• _Opdracht_:
Neem de volledige lijst hieronder letterlijk over en laat de afbeeldingen weg.
:: Te verwerken gegevens ::
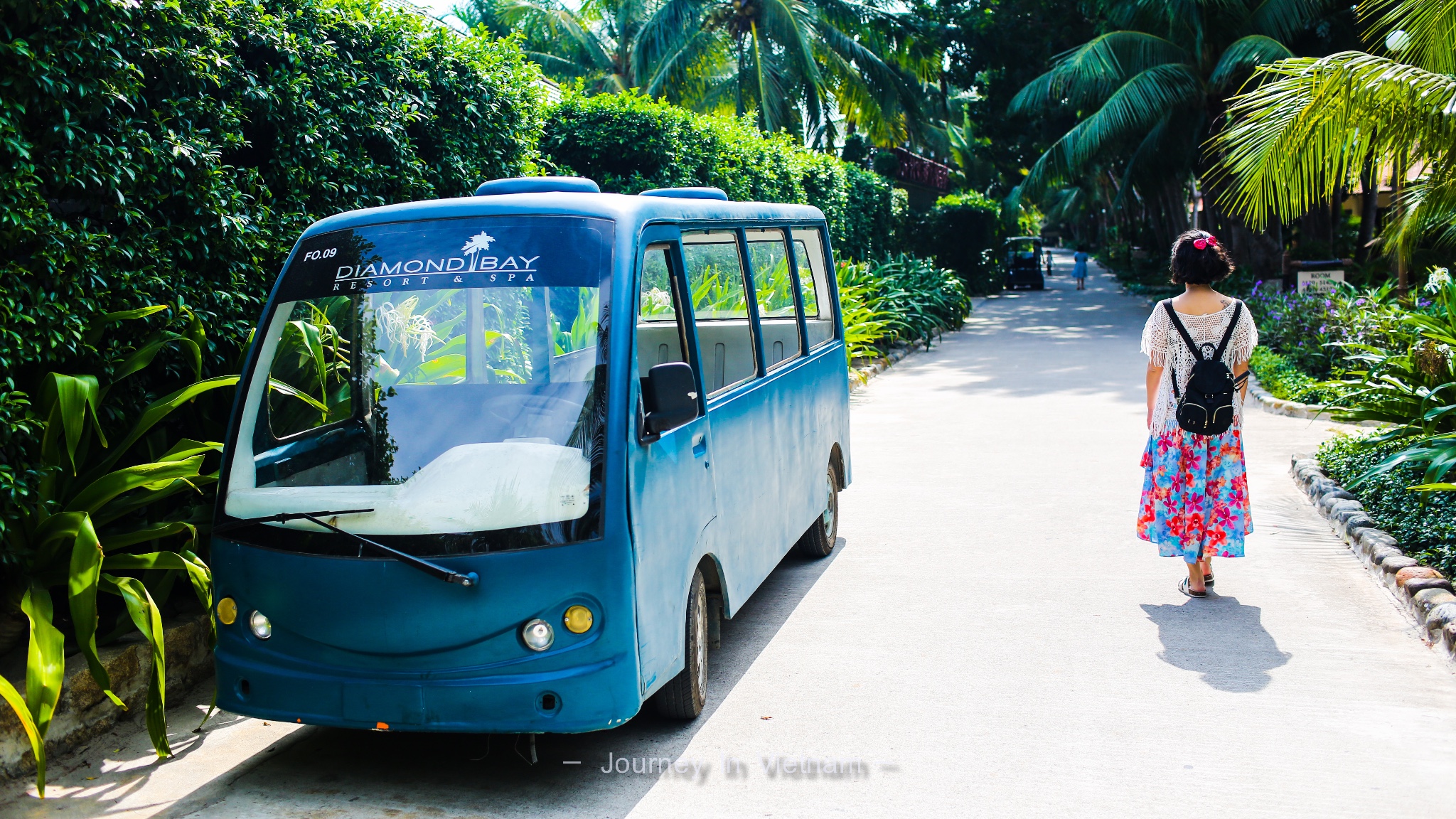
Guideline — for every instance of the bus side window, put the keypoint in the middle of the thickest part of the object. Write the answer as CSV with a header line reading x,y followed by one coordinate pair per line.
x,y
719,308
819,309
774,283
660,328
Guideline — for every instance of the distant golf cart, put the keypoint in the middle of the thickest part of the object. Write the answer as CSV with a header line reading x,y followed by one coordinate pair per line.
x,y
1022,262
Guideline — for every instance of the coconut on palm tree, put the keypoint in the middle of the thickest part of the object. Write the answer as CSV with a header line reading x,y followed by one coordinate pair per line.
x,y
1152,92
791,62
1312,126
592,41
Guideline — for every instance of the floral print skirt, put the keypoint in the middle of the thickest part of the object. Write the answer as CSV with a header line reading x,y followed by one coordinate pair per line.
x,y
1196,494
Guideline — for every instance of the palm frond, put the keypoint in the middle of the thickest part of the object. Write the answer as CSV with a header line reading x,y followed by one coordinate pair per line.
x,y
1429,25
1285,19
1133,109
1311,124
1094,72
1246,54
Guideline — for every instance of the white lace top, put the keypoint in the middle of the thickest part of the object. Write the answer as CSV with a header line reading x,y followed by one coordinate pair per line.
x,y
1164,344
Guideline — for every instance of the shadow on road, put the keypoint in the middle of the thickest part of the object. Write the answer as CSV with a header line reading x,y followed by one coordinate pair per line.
:::
• _Resultaat oefening_:
Guideline — for every instance of the bus side window, put the keypoint in the middle of the thickest part of the object. Write the answer as CSV with a header line reading x,y followed by one coordinate pair per line.
x,y
719,308
819,309
774,283
660,328
Guideline — for every instance of the distant golf cart, put the keypoint in the middle of the thickest part of the object. Write the answer as CSV with a header line reading x,y followed by one coordinate pair per line.
x,y
1022,262
Guideline — for every instance of the coconut on palm tree, put the keypoint in the middle of the thickest part of the object. Write the answer as CSV with a header line reading x,y followed by one coordinate pair per line.
x,y
1152,92
791,62
1312,126
592,41
Guideline — for every instance of the floral print skirt, put the keypoint in the middle of the thickest part of the object. Write the answer as CSV with a header line reading x,y followed by one coordinate pair per line.
x,y
1196,494
Guideline — for every instance of the palm frond, put the keypoint in the middle of the thickest part of the object. Write the answer as CSV with a header line reading x,y followed by one coordinate pair per line.
x,y
1429,25
1285,19
1133,109
1311,124
1094,72
1246,54
Guideline — for every instance of the white lace top, put the keypoint in the middle of the thickest part of the object. Write the answer as CSV with a header line reading x,y followed by one coordinate pair per line.
x,y
1164,344
Guideline — for every instance of the shadow on road, put the keypoint in the middle of the thickest part of the object. Write the answer as CSV with a header line reading x,y followed by one coordinate pair per line.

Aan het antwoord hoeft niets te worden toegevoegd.